### INFORMATION GIVEN
####
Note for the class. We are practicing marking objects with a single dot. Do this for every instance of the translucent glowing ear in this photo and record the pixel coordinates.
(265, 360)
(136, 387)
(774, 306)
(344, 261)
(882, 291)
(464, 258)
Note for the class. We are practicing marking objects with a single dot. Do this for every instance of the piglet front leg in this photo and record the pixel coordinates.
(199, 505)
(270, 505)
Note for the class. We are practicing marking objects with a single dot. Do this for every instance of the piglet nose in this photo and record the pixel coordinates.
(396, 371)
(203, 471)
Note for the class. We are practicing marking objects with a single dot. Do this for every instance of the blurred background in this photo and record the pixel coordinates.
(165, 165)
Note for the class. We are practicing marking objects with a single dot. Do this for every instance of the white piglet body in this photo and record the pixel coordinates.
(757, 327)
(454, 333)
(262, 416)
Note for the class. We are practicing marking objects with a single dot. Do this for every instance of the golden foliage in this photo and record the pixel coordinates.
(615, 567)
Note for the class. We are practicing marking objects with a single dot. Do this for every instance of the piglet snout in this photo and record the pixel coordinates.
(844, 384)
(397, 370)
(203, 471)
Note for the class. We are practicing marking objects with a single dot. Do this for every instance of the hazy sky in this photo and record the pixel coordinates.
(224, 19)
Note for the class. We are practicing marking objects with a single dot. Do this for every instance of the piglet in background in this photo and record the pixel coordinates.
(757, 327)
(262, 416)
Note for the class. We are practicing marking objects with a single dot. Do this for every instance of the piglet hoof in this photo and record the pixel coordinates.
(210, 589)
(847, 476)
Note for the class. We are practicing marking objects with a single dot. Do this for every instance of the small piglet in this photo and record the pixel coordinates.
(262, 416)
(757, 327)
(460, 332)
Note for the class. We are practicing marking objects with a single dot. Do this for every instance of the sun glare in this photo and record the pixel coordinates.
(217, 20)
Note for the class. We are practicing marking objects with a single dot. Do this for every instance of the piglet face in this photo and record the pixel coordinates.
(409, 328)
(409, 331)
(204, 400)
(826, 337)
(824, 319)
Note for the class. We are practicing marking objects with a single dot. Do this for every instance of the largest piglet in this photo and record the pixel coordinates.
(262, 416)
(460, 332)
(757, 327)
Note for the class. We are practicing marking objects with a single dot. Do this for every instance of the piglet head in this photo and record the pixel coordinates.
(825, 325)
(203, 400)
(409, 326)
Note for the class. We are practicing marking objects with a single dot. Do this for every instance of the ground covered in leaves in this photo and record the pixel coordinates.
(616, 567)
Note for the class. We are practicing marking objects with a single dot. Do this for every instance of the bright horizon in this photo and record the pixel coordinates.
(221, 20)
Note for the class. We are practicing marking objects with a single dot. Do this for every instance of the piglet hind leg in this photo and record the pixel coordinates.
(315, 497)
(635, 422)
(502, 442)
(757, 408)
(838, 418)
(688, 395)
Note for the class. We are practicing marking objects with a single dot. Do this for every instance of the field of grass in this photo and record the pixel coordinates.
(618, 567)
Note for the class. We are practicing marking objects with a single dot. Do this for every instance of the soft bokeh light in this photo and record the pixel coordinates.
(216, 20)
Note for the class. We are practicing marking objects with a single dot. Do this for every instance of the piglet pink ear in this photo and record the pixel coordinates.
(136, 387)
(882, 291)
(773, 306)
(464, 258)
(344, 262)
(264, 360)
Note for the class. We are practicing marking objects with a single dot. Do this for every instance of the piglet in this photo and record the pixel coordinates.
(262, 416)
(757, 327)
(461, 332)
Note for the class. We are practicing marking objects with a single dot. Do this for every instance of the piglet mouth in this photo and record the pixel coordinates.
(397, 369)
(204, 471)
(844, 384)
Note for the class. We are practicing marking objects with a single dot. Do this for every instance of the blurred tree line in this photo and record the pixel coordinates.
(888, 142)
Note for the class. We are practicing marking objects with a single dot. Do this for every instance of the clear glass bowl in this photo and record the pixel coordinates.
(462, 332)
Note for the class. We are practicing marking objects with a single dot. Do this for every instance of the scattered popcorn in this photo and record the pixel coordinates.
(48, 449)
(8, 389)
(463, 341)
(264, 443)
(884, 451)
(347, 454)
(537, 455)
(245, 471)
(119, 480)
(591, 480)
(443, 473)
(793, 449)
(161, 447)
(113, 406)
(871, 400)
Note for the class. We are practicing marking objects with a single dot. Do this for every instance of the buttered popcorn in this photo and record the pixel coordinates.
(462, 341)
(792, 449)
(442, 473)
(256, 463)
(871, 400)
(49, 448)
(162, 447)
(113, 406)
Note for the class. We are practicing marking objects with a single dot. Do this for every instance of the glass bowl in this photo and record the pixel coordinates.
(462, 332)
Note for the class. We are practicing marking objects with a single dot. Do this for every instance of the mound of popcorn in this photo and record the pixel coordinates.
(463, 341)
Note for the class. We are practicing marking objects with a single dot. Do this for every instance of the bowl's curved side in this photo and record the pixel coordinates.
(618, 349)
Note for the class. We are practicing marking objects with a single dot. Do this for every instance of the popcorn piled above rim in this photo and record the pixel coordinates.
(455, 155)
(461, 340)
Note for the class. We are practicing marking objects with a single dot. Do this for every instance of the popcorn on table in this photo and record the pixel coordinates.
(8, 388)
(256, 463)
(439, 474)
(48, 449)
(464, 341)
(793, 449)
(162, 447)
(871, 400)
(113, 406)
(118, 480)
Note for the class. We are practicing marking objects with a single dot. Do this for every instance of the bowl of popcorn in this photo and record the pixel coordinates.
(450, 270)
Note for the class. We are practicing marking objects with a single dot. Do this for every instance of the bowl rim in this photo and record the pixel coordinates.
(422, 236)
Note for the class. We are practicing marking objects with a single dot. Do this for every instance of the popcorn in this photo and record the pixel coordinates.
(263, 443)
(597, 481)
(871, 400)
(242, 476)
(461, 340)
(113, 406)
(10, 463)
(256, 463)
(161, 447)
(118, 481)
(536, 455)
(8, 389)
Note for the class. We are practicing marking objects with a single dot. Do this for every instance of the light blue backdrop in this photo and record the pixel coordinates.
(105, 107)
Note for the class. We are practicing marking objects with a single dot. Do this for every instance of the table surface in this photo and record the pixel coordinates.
####
### EXERCISE DETAILS
Each line of the listing should be echoed back exactly.

### ANSWER
Note for the class. We are practicing marking objects with a single dot. Do this for every instance of the translucent glowing ear in this photo and record the pixel coordinates.
(265, 360)
(136, 387)
(774, 306)
(344, 261)
(882, 291)
(464, 258)
Note for the class. We are practicing marking objects with a single dot. Do this for every instance of the piglet front leg in this photo and record the pixel coordinates.
(199, 505)
(270, 505)
Note for the class. We are practicing marking objects with a single dot. Do this for every instance of the piglet nose in this photo and record the pixel coordinates.
(396, 371)
(203, 471)
Note for the class. We are practicing marking objects with a single dot. Do this for every instance of the blurred background in this photo and record the pixel coordinates.
(165, 165)
Note for the class. We are practicing marking objects with a single dot. Do this for every instance of the white piglet body in this photo and record the pixel coordinates.
(757, 327)
(454, 333)
(262, 416)
Note for the class. We are practicing marking objects with a single dot. Do this for every instance of the golden foliage in this photo and record the pixel coordinates.
(615, 567)
Note for the class. We are practicing marking objects with a single dot. Do this for every instance of the piglet snout in this photo and record the pixel coordinates.
(844, 384)
(397, 370)
(203, 471)
Note for the class. We are practicing marking objects with a single dot. Do this for every instance of the hazy sky in this photo and record the pixel coordinates.
(224, 19)
Note for the class. We are practicing marking objects with a single dot. Do this for every instance of the piglet in background in this photo and record the pixel coordinates.
(757, 327)
(262, 416)
Note for the class. We are practicing marking objects with a single dot. Do this for every instance of the piglet hoof in this photo and record the pixel coordinates.
(210, 589)
(847, 476)
Note for the class. We are practicing marking objects with a single dot. Do this for every instance of the small piglet in this photo and record the pixel coordinates.
(262, 416)
(757, 327)
(460, 332)
Note for the class. We are practicing marking objects with a single dot. Do this for every instance of the sun glare in this photo and record the pixel coordinates.
(217, 20)
Note for the class. We are practicing marking objects with a single dot. Do this for every instance of the piglet face in this photo and record the pixel coordinates.
(409, 328)
(409, 331)
(204, 400)
(826, 337)
(824, 319)
Note for the class. We are practicing marking objects with a single dot. Do this for every instance of the largest piglet in this photo and record the pixel coordinates.
(262, 416)
(460, 332)
(757, 327)
Note for the class. We are practicing marking objects with a single dot. Do this for every instance of the piglet head in this photo and record the pixel coordinates.
(825, 325)
(203, 400)
(409, 326)
Note for the class. We are practicing marking objects with a single dot. Do this for every instance of the ground covered in leaves in this photo and record the pixel coordinates.
(616, 567)
Note for the class. We are practicing marking objects with a single dot. Do this for every instance of the bright horizon in this photo and record the pixel coordinates.
(221, 20)
Note for the class. We are practicing marking objects with a single dot. Do this for every instance of the piglet hind leg in this photo and record the pixel coordinates.
(315, 497)
(635, 422)
(502, 442)
(757, 408)
(838, 418)
(688, 395)
Note for the class. We are practicing marking objects with a single dot. Do this for every instance of the field of grass in this photo and record the pixel coordinates.
(618, 567)
Note for the class. We are practicing marking objects with a single dot. Do this for every instance of the soft bokeh light in this photo and record the pixel coordinates.
(216, 20)
Note for the class. We are practicing marking objects with a single dot. Do this for every instance of the piglet pink ear in this photo and record the pixel coordinates.
(136, 387)
(882, 291)
(773, 306)
(464, 258)
(344, 262)
(264, 360)
Note for the class. We are practicing marking objects with a single dot. Do this for every instance of the piglet in this photo and record the pixel coordinates.
(262, 416)
(757, 327)
(461, 332)
Note for the class. We are practicing marking objects with a single dot. Do this for every instance of the piglet mouth in this photo and record the pixel coordinates.
(397, 369)
(204, 471)
(844, 384)
Note for the class. We are practicing marking objects with a single dot. Do this for every instance of the blurred tree line in this photo and record the pixel coordinates.
(888, 142)
Note for the class. We are practicing marking objects with a single dot. Do this for every instance of the clear glass bowl in this photo and record the pixel coordinates.
(462, 332)
Note for the class. We are practicing marking objects with a single dot. Do this for every instance of the scattered popcorn in this photo and record the pixel coordinates.
(48, 449)
(8, 389)
(463, 341)
(264, 443)
(884, 451)
(347, 454)
(537, 455)
(245, 471)
(119, 480)
(591, 480)
(443, 473)
(793, 449)
(161, 447)
(113, 406)
(871, 400)
Note for the class. We are practicing marking objects with a single dot. Do this for every instance of the buttered popcorn in this photo and record the pixel coordinates.
(462, 341)
(792, 449)
(442, 473)
(256, 463)
(871, 400)
(49, 448)
(162, 447)
(113, 406)
Note for the class. We are practicing marking objects with a single dot. Do this for every instance of the glass bowl in this photo and record the pixel coordinates.
(462, 332)
Note for the class. We are practicing marking objects with a single dot. Do this for every instance of the mound of popcorn in this photo and record the pixel coordinates.
(463, 341)
Note for the class. We are practicing marking objects with a single dot. Do this for every instance of the bowl's curved side in this photo and record the pixel coordinates.
(618, 349)
Note for the class. We are practicing marking objects with a single dot. Do this for every instance of the popcorn piled above rim in this photo and record the pixel coordinates.
(455, 155)
(461, 340)
Note for the class. We are practicing marking objects with a single dot. Do this for every instance of the popcorn on table in this photo and record the pixel coordinates.
(8, 388)
(256, 463)
(439, 474)
(48, 449)
(464, 341)
(793, 449)
(162, 447)
(871, 400)
(113, 406)
(118, 480)
Note for the class. We are practicing marking objects with a single dot. Do this for every instance of the bowl of popcorn in this photo and record the pixel coordinates.
(450, 270)
Note for the class. We are practicing marking objects with a single dot. Do this for every instance of the bowl rim in this photo and record the pixel coordinates.
(422, 236)
Note for the class. We are practicing marking objects with a single dot. Do this for every instance of the popcorn in this photo and record the pixel coordinates.
(263, 443)
(597, 481)
(871, 400)
(242, 476)
(461, 340)
(113, 406)
(10, 463)
(256, 463)
(161, 447)
(118, 481)
(536, 455)
(8, 389)
Note for the class. We are practicing marking objects with a single dot. Do this for every instance of the light blue backdrop in this photo and record the pixel coordinates.
(105, 107)
Note for the class. We are practicing marking objects with a single dot. Do this for every instance of the table surface in this photo and record the pixel coordinates.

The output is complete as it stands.